* **Required work**: Present the lines below again, exactly as they stand.
++++
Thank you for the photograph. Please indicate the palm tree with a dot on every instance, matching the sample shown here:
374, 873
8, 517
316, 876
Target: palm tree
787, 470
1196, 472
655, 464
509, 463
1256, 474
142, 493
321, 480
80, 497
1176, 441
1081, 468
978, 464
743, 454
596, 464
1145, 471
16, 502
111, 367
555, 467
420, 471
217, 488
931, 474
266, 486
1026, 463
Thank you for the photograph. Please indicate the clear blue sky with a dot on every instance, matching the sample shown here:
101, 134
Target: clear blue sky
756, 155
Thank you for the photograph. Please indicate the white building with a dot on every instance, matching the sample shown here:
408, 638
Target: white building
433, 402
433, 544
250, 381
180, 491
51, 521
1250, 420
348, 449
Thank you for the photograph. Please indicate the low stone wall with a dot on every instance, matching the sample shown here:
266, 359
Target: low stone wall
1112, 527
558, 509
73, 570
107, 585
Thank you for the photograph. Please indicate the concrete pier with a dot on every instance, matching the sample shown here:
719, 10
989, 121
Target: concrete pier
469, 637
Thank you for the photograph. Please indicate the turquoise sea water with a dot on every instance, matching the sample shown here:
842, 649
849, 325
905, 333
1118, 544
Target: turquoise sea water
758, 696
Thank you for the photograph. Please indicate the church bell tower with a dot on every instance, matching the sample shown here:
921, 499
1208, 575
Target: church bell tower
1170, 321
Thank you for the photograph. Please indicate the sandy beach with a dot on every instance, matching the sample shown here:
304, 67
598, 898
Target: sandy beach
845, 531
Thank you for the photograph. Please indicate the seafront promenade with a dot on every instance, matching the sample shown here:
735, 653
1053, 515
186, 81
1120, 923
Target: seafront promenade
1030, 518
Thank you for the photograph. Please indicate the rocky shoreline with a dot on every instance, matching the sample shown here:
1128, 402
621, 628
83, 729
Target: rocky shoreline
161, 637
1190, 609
++++
* **Answer space**:
Thank you for the photograph. Please indicate the palm tree with a dot on every instance, matching the sample shown here:
374, 873
8, 517
316, 876
Target: palm tree
787, 470
1196, 472
655, 464
509, 463
1256, 474
142, 493
321, 480
80, 497
1176, 441
1081, 468
978, 464
743, 454
596, 464
1145, 471
16, 502
111, 367
555, 467
420, 471
217, 488
931, 474
266, 486
1026, 463
Thank you for the photograph. Please indicate the clear blue sky with a dot on every instance, matching the sample shown here:
101, 134
Target: clear blue sky
756, 155
Thank you for the photograph. Please indicate the white building with a dot on every instance, matching the sample shown here:
408, 638
Target: white building
433, 402
433, 544
250, 381
180, 491
51, 521
1250, 420
348, 449
Thank you for the photograph. Please indicate the low stone wall with a dot on every instance, matching the sample shown here:
266, 359
Target: low stone wall
1112, 527
558, 509
73, 570
107, 585
Thank you for the photograph. Please indicate the concrete pier with a dot on every instance, matching the sample shown here:
719, 10
989, 121
Target: concrete pier
469, 637
Thank you for the photograph. Please indicate the turquoise sea water with a dot on every instance, matching the sample shown here:
842, 649
849, 325
905, 333
1118, 544
Target: turquoise sea water
758, 696
Thank you for the photograph. Please indicate the church bell tower with a dot on every instance, matching the sample shown here:
921, 499
1208, 575
Target: church bell tower
1170, 321
Thank you for the photograph. Please indicate the sandy beach with a dot on every instance, matching the sample shown here:
304, 67
598, 898
Target: sandy beach
845, 531
Thank you for the photograph. Please indicate the seafront promenade with a dot on every instance, matching the sample shown here:
735, 653
1053, 515
186, 81
1120, 923
Target: seafront promenade
1030, 518
Thank you for the photograph. Please indicate the rocky shoreline with a dot on every instance, matching the sample shown here:
1128, 402
621, 628
83, 729
Target: rocky shoreline
161, 637
1190, 609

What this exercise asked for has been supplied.